Material for this exercise:
* * *

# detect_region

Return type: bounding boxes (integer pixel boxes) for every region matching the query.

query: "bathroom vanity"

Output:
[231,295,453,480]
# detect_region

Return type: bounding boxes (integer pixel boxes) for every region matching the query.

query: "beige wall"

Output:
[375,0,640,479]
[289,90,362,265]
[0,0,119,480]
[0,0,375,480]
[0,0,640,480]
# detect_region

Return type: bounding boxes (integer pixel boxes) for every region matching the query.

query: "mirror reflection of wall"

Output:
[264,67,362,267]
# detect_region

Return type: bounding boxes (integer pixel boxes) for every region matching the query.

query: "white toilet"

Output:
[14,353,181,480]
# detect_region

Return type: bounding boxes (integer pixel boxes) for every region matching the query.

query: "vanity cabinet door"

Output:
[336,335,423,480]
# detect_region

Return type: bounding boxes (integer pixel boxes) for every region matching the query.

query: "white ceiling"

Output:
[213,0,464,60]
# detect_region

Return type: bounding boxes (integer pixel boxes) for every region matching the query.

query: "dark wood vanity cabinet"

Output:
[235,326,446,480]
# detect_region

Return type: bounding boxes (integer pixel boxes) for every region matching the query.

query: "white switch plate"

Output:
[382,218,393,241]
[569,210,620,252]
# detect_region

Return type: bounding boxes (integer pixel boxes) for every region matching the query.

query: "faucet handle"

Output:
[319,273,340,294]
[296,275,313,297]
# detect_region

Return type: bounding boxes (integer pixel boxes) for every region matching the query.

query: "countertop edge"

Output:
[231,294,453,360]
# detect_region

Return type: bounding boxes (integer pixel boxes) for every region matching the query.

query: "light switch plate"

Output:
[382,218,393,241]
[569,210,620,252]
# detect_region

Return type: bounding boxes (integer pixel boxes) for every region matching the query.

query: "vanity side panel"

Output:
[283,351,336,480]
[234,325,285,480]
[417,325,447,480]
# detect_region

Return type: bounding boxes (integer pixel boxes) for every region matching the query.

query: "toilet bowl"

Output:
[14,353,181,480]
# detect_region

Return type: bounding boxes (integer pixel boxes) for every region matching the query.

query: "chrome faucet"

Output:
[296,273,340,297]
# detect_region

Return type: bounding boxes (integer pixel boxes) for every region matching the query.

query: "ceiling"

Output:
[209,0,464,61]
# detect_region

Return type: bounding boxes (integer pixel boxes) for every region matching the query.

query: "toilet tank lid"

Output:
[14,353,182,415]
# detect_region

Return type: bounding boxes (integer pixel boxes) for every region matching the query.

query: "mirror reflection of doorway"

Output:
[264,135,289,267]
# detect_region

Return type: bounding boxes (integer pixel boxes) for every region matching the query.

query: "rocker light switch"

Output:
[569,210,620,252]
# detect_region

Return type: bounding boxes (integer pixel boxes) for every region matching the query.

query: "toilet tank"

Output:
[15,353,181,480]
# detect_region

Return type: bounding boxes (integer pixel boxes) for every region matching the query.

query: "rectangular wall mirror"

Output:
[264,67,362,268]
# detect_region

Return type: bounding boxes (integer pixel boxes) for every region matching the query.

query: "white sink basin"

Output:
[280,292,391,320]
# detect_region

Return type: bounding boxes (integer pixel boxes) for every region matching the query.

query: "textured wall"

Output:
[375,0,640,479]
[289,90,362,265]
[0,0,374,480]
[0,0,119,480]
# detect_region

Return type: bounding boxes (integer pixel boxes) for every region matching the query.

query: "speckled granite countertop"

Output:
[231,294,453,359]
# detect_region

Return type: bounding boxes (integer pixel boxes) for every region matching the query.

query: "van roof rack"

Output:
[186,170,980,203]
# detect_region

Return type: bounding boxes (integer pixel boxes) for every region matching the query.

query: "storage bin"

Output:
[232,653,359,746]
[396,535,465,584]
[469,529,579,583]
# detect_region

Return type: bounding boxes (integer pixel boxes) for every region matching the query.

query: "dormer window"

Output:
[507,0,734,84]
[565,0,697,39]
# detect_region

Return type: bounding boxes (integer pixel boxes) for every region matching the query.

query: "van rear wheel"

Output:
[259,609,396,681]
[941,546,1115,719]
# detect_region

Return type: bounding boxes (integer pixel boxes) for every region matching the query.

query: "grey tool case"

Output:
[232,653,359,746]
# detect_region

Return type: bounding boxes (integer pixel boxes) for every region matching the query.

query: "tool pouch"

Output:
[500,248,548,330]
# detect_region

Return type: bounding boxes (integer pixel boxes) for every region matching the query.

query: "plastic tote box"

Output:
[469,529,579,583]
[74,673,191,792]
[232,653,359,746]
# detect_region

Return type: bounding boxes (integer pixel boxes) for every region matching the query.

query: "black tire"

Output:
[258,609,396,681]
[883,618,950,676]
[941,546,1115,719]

* * *

Copy the data above verbatim, from the first line to the last, with no changes to any character or line break.

# detect_region

Return type: bounding boxes (integer pixel boxes) for every region matching the query.

query: "bathroom vanity"

Output:
[231,295,453,480]
# detect_region

Return type: bounding boxes (integer pixel boxes) for every region matching the query.

query: "beige wall"

Output:
[375,0,640,479]
[289,90,362,265]
[0,0,119,480]
[0,0,375,480]
[0,0,640,480]
# detect_region

Return type: bounding boxes (integer pixel boxes) for every region matching the query.

query: "mirror reflection of wall"

Output:
[264,67,362,267]
# detect_region

Return type: bounding boxes (integer pixel boxes) for every region matching the query.

query: "white toilet"

Output:
[14,353,181,480]
# detect_region

Return type: bounding boxes (integer pixel boxes) for every region matching the query.

query: "vanity cabinet door"

Output:
[336,335,423,480]
# detect_region

Return type: bounding boxes (integer pixel boxes) for every region matching the query.

query: "white ceiling"

Output:
[213,0,464,60]
# detect_region

Return type: bounding boxes (integer pixel boxes) for every region matching the query.

query: "dark wood vanity cabinet"

Output:
[235,326,446,480]
# detect_region

Return type: bounding boxes (integer pixel boxes) for every region matching the query.

query: "white switch plate"

Output:
[382,218,393,241]
[569,210,620,252]
# detect_region

Return type: bounding boxes (integer pixel boxes) for every region matching the query.

query: "faucet handle"

Output:
[319,273,340,294]
[296,275,313,297]
# detect_region

Return type: bounding boxes (integer pixel boxes) for every region matching the query.

query: "countertop edge"

Output:
[231,294,453,360]
# detect_region

Return type: bounding boxes (integer pixel boxes) for every region matching the query.

query: "light switch plate"

Output:
[382,218,393,241]
[569,210,620,252]
# detect_region

Return type: bounding boxes (integer pixel boxes) for every region matching the query.

query: "vanity side panel"

Output:
[283,351,336,480]
[234,325,285,480]
[417,325,447,480]
# detect_region

Return type: bounding boxes (integer pixel boxes) for every region matching the query.

query: "toilet bowl"

Output:
[14,353,181,480]
# detect_region

Return type: bounding boxes (integer pixel boxes) for every region matching the query.

query: "chrome faucet"

Output:
[296,273,340,297]
# detect_region

Return type: bounding boxes (integer pixel boxes) for every region matching the query.

query: "ceiling"

Output:
[209,0,464,61]
# detect_region

Return type: bounding boxes (integer pixel boxes) for every region matching the query.

query: "toilet tank lid"

Output:
[14,353,182,415]
# detect_region

Return type: bounding boxes (integer pixel boxes) for every region matching the query.

query: "mirror reflection of doorway"

Output:
[264,135,289,267]
# detect_region

Return type: bounding boxes (integer pixel boxes) for every region matching the query.

query: "rocker light switch"

Output:
[569,210,620,252]
# detect_region

Return type: bounding boxes (integer pixel boxes) for every region matching the query.

query: "toilet tank"

Output:
[15,353,181,480]
# detect_region

Return type: bounding boxes (integer pixel boxes) for every region matching the query.

query: "rectangular wall mirror"

Output:
[264,67,362,268]
# detect_region

Return type: bounding boxes (integer pixel boxes) for every region matching the query.

query: "white sink basin"

Output:
[280,292,391,320]
# detect_region

Return type: bounding boxes (integer pixel boxes) for every region matching the query.

query: "textured wall"

Output:
[375,0,640,479]
[289,90,362,265]
[0,0,374,480]
[0,0,119,480]
# detect_region

Return type: bounding boxes (integer pixel boxes) for every region matching the query.

query: "speckled granite countertop"

Output:
[231,294,453,359]
# detect_region

Return type: bounding boxes (integer pixel boxes) for every region matching the query.

query: "van roof rack"

Output:
[186,170,980,203]
# detect_region

Return type: bounding boxes (integer pixel boxes) for every region matching the query.

query: "storage bin"

Output:
[232,653,359,746]
[396,535,465,584]
[469,529,579,583]
# detect_region

Return type: bounding boxes (integer pixel boxes) for every region matching the query.

query: "dormer window"

Output:
[507,0,734,84]
[565,0,697,39]
# detect_region

Return type: bounding boxes (integer pixel boxes) for every region matching the query.

query: "van rear wheel"

Output:
[259,609,396,681]
[941,546,1115,719]
# detect_region

Return type: bounding boxes (integer pixel boxes) for every region matching the query.

query: "grey tool case"

Output:
[232,653,359,746]
# detect_region

Return type: bounding boxes (integer pixel boxes) for every region matching the query.

query: "tool pouch"

Output:
[500,248,548,330]
# detect_region

Return type: bounding boxes (integer pixel boxes) for every region matching the query.

query: "plastic tote box"

Output:
[469,529,579,583]
[74,673,191,792]
[232,653,359,746]
# detect_region

Return type: bounding boxes (integer pixel boxes) for every region matching the query.

query: "black tire"

Output:
[258,609,396,681]
[883,618,950,676]
[941,546,1115,719]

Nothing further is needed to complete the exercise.